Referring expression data
--------------------------------------------------

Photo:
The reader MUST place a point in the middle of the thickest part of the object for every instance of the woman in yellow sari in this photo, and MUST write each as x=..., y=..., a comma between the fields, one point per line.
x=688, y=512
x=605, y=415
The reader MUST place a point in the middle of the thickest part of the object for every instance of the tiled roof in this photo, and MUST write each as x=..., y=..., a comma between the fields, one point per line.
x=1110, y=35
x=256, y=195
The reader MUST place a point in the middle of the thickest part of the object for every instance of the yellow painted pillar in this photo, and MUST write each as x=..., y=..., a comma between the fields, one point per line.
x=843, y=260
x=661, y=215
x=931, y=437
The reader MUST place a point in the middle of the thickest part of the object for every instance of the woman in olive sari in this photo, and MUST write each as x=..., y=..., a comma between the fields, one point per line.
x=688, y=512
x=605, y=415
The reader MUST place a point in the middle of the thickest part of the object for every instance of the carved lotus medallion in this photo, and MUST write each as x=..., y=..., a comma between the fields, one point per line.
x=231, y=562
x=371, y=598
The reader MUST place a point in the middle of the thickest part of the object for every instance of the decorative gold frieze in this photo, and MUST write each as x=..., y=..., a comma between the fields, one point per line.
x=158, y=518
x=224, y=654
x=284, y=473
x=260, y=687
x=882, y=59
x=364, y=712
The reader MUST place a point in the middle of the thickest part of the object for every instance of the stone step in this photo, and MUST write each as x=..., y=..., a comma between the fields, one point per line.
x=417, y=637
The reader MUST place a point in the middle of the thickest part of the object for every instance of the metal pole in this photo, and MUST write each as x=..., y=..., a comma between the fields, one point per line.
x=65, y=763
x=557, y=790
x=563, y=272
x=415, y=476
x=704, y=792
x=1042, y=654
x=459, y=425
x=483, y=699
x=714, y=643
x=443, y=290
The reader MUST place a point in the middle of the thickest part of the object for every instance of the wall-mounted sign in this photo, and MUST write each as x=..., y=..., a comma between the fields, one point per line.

--------------------------------------------------

▶ _WORK TO BE COMPLETED_
What you hand back must match the records above exactly.

▶ _SOLUTION FOR THIS EXERCISE_
Photo:
The reader MUST place a point in the middle of the thickest part of the object for every instance of the woman in yellow sari in this photo, and MUST write each as x=..., y=..., a comma between the fields, one point per line.
x=688, y=512
x=605, y=415
The reader MUST place a point in the middle of the thickest part of the object for every instance of the tiled roof in this photo, and MUST write each as x=..., y=..., a comma between the fields, one point per line.
x=1110, y=35
x=256, y=195
The reader MUST place a point in the middle of the thickest part of the object for every instance of the yellow painted pillar in this photo, and MUST write each as x=..., y=..., a comma between the fields, one point per line.
x=843, y=260
x=661, y=215
x=931, y=437
The reader MUST place a point in the middle of the thickest part of the object for every instance of the woman in olive sari in this photo, and MUST write each as x=..., y=..., a comma between the fields, one point per line.
x=688, y=512
x=605, y=415
The reader MUST place a point in the middle of the thickest part of the object for every instance of the carved lotus medallion in this photo, and MUST write each as x=..., y=..., a comma between the fields, one point per line.
x=231, y=562
x=371, y=598
The reader MUST place a point in the middle of the thickest part of the object for every instance of the decorative gold frieze in this photo, and MUST write each as x=..., y=..., a comma between the fields, one point per line.
x=158, y=518
x=224, y=654
x=284, y=473
x=260, y=687
x=882, y=59
x=364, y=712
The reader MUST place a point in the middle of the thickest part of the object for every instance of the stone step in this photo, and MUST write each as x=..., y=..., a comma between the fields, one point per line.
x=417, y=637
The reader MUST place a point in the middle of the thickest part of the object for every instance of the metal pole in this photo, and MUST write each as x=..., y=..., a comma between the fields, one point per line.
x=65, y=763
x=557, y=790
x=563, y=272
x=415, y=476
x=704, y=792
x=1042, y=654
x=459, y=425
x=483, y=699
x=714, y=643
x=443, y=290
The reader MUST place a point in the middle of the thickest part of the object for every instance of the wall-mounted sign in this photo, and MUST write each as x=..., y=..., a comma between the fields, one point per line.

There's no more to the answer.